§ TASK BRIEF:
In the post on Trump's foreign relations below, list each foreign policy rollout named in the quoted passage that begins "Mr. Trump has invoked what he says are Mr. Obama's mistakes".

§ SUPPLIED PASSAGE:
================================

Tuesday, January 30, 2018

Trump Realigns America's Foreign Relations

Foreign policy involves relationships, between nations and between national leaders. And it involves alliances favoring and disfavoring certain nations and their leaders.

The Wall Street Journal provides us with a clear overview of the way that Trump has shifted America’s alliances, in large part in an effort to undo the damage inflicted by the Obama administration. Trump’s vision and his reformulation of relationships also distances him from other presidents.

The Journal offers this analysis:

In a bid to correct what he views as the faults of his predecessor Barack Obama’s foreign policy, Mr. Trump has reshuffled the deck of American relationships, elevating Gulf Arab leaders, alienating Europeans and eschewing some of the tough talk typically reserved for the heads of China and Russia, diplomats, former officials and analysts said.

A White House official, however, noted that Mr. Trump has formed improbable friendships with Canada’s Prime Minister Justin Trudeau and French President Emmanuel Macron. “They don’t look like Trump types,” the official said.

So, Trump has alienated the open-arms Chancellor of Germany and many of the European countries that have been appeasing Islamist terrorism. He is defying the conventional wisdom of political elites, but that does not make him wrong.

While American liberals are wringing their crying towels over the horrors that Trump has visited on the world—about which they have no real examples to offer—French President Emmanuel Macron has forged a good friendship with our president. We recall that Trump received the very high honor of sitting with Macron at last July’s Bastille Day celebrations. No one in the American press really cares, but surely it matters.

For the record, under Macron’s leadership, France’s economy has been enjoying excellent growth. We note that Macron used to work for the socialist president Hollande, but has been running as a moderate, centrist. But he has succeeded in loosening the hold that labor unions have on the French labor market. A difficult undertaking, attempted by his predecessors, accomplished only by him.

Again, the Journal reports, Trump is working to undo the Obama legacy… and the Obama mistakes. As you know, these involve the Paris climate accord, the Iran nuclear deal and bad relations with the governments of Egypt and Saudi Arabia and the United Arab Emirates:

Mr. Trump has invoked what he says are Mr. Obama’s mistakes in nearly every major foreign policy roll out—from pulling out of the Paris climate accord, recognizing Jerusalem as Israel’s capital and, most recently, threatening to walk away from the Iran nuclear agreement unless European officials agree by May to address concerns not covered by the original accord.

“He viewed President Obama as having embraced the wrong policies, the wrong allies, and he’s picking the ones that are going to make America great,” said Andrew Bowen, a Middle East expert at the American Enterprise Institute with ties to the Trump administration. “There is a certain personal obsession in his foreign policy to roll back President Obama.”

================================

§ STORED ROWS:
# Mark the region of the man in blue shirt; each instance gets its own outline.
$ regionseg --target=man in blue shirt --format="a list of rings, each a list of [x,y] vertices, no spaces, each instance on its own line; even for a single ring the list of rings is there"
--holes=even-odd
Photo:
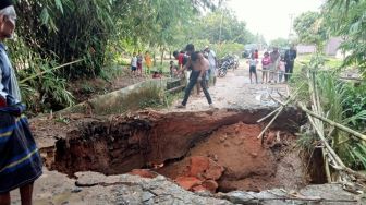
[[[16,13],[11,0],[0,1],[0,205],[10,205],[10,191],[20,188],[22,204],[32,204],[33,183],[41,174],[41,159],[22,117],[25,107],[14,70],[8,58],[5,38],[15,29]]]
[[[284,53],[284,61],[285,61],[285,75],[284,80],[288,82],[293,72],[293,65],[295,63],[295,58],[297,56],[297,51],[294,45],[291,45],[291,48],[285,51]]]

================================

§ SOLUTION TO THE EXERCISE:
- Pulling out of the Paris climate accord
- Recognizing Jerusalem as Israel's capital
- Threatening to walk away from the Iran nuclear agreement unless European officials agree by May to address concerns not covered by the original accord